→ TASK REQUIREMENTS
Arrange the lines from the one that contains "The component shall return one point per instance of the grey" through the last line of the material, both included, as a numbered list with blank lines omitted.

(Excerpts from point annotation data)
══════════════════════════════

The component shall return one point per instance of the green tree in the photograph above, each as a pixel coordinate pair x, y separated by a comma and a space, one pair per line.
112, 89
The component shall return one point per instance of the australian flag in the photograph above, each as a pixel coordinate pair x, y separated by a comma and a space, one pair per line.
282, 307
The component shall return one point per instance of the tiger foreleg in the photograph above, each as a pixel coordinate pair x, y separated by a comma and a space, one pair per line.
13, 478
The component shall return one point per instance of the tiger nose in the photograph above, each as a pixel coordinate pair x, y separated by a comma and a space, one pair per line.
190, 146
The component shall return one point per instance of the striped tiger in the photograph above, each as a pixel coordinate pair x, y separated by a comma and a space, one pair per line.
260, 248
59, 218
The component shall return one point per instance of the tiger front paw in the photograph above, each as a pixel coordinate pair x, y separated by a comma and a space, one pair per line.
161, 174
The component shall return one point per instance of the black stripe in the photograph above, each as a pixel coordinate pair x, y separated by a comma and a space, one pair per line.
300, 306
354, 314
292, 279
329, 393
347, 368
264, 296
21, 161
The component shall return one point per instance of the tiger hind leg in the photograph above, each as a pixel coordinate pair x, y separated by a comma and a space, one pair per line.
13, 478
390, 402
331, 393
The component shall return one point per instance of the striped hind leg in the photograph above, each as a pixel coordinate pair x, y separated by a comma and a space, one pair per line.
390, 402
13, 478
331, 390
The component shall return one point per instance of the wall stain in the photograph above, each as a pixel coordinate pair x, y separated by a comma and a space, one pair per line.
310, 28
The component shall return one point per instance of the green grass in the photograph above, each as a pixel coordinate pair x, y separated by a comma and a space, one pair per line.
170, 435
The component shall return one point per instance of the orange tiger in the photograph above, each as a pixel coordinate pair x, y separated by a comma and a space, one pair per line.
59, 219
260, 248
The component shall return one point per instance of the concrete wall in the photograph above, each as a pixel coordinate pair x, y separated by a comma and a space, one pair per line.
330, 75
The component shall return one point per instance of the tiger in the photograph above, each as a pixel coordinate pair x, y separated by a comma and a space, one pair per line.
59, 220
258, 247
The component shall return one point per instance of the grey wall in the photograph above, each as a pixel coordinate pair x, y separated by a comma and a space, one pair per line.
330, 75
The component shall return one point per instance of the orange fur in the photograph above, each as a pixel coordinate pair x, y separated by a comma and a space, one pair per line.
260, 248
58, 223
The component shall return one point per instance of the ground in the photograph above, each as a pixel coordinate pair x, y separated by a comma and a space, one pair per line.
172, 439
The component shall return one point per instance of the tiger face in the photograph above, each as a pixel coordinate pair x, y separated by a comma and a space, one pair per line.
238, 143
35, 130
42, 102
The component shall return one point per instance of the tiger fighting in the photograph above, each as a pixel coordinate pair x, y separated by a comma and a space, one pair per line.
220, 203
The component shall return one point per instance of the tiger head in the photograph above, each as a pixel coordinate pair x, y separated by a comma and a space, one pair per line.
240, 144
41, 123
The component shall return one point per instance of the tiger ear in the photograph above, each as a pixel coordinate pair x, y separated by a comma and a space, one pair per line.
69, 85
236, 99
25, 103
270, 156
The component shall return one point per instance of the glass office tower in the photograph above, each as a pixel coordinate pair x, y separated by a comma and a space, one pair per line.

══════════════════════════════

→ RESPONSE
1. The component shall return one point per instance of the grey wall in the photograph above, each as a pixel coordinate pair x, y separated by a comma and a space, one pair per line.
2. 330, 75
3. The component shall return one point per instance of the orange fur in the photograph above, each as a pixel coordinate pair x, y separated by a comma and a space, one pair per line.
4. 260, 248
5. 58, 223
6. The component shall return one point per instance of the ground in the photograph above, each as a pixel coordinate pair x, y separated by a comma and a space, one pair per line.
7. 172, 439
8. The component shall return one point per instance of the tiger face in the photograph above, each as a pixel coordinate pair x, y separated by a comma and a space, one pair per line.
9. 238, 143
10. 35, 130
11. 42, 102
12. The component shall return one point per instance of the tiger fighting in the photograph above, each as a pixel coordinate pair x, y separated by a comma and a space, one pair per line.
13. 220, 203
14. The component shall return one point per instance of the tiger head in the photograph above, each as a pixel coordinate pair x, y separated by a comma and a space, one pair per line.
15. 240, 144
16. 41, 123
17. The component shall return one point per instance of the tiger ear in the photograph above, each as a pixel coordinate pair x, y separated by a comma and a space, one pair per line.
18. 69, 85
19. 236, 99
20. 25, 103
21. 270, 156
22. The component shall return one point per instance of the glass office tower in the photograph above, each as a pixel coordinate pair x, y separated by a comma and a space, one pair per line.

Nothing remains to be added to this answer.